● **Task statement**
Quote the listing below line for line, changing nothing.

● **Dataset records**
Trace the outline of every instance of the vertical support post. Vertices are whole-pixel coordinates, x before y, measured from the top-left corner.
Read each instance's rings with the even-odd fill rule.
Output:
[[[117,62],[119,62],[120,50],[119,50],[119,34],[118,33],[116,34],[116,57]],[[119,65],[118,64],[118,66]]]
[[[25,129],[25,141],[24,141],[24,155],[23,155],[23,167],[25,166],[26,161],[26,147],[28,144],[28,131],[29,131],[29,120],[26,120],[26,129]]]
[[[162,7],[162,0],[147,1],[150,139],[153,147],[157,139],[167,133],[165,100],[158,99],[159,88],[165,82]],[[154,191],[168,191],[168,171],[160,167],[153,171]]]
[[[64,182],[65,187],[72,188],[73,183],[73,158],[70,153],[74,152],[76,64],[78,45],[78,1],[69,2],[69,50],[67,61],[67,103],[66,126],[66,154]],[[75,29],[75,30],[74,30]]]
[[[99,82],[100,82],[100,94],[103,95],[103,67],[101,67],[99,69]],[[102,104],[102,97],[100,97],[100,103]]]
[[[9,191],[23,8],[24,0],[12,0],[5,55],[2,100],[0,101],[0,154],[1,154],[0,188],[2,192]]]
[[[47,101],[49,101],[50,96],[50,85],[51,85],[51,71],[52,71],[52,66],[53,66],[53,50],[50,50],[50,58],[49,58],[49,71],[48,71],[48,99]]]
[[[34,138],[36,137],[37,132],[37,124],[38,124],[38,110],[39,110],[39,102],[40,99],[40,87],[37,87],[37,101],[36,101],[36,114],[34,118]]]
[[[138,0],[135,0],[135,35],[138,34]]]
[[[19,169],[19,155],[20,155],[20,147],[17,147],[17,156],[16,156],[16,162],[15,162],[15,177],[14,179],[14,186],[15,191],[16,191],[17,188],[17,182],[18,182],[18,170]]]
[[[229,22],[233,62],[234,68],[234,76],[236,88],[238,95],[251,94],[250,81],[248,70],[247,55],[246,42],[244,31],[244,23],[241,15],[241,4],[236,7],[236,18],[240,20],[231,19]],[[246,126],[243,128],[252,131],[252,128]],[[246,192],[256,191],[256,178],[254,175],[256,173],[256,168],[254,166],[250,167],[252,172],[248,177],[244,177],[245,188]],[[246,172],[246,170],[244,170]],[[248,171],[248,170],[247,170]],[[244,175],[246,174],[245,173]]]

● **Solution to the problem**
Trace the outline of every instance of the vertical support post. Vertices are whole-pixel coordinates, x before y, measured from the top-left corner.
Read each instance's rings with the even-odd fill rule.
Output:
[[[117,62],[119,62],[120,50],[119,50],[119,34],[118,33],[116,34],[116,57]],[[119,65],[118,64],[118,66]]]
[[[25,129],[25,141],[24,141],[24,155],[23,155],[23,167],[25,166],[26,161],[26,147],[28,144],[28,131],[29,131],[29,120],[26,120],[26,129]]]
[[[162,7],[162,0],[147,1],[150,139],[153,147],[157,139],[167,133],[165,100],[158,99],[159,88],[165,82]],[[154,191],[168,191],[168,171],[160,167],[153,171]]]
[[[64,182],[65,187],[72,188],[73,183],[73,158],[70,153],[74,152],[76,64],[78,45],[78,1],[69,2],[69,50],[67,61],[67,103],[66,126],[66,154]],[[75,29],[75,30],[74,30]]]
[[[99,82],[100,82],[100,94],[103,95],[103,67],[101,67],[99,69]],[[102,104],[102,97],[100,97],[100,103]]]
[[[9,191],[23,8],[24,0],[12,0],[5,55],[2,100],[0,101],[0,154],[1,154],[0,188],[2,192]]]
[[[47,101],[49,101],[50,96],[50,85],[51,85],[51,71],[52,71],[52,66],[53,66],[53,50],[50,50],[50,58],[49,58],[49,71],[48,71],[48,99]]]
[[[34,138],[36,137],[37,132],[37,124],[38,124],[38,110],[39,110],[39,102],[40,99],[40,87],[37,87],[37,101],[36,101],[36,114],[34,118]]]
[[[138,0],[135,0],[135,35],[138,34]]]
[[[19,169],[19,155],[20,155],[20,147],[17,147],[17,156],[16,156],[16,162],[15,162],[15,177],[14,179],[14,186],[15,191],[16,191],[17,188],[17,182],[18,182],[18,170]]]
[[[229,22],[233,62],[234,68],[234,76],[236,88],[238,95],[251,94],[250,81],[248,70],[247,55],[246,42],[244,31],[244,23],[241,15],[241,4],[236,7],[236,18],[240,20],[231,19]],[[246,126],[243,128],[252,131],[252,128]],[[246,192],[256,191],[256,178],[254,175],[256,173],[256,168],[254,166],[250,167],[252,172],[248,177],[244,177],[245,188]],[[246,172],[246,170],[244,170]],[[248,171],[248,170],[247,170]],[[244,175],[246,174],[245,173]]]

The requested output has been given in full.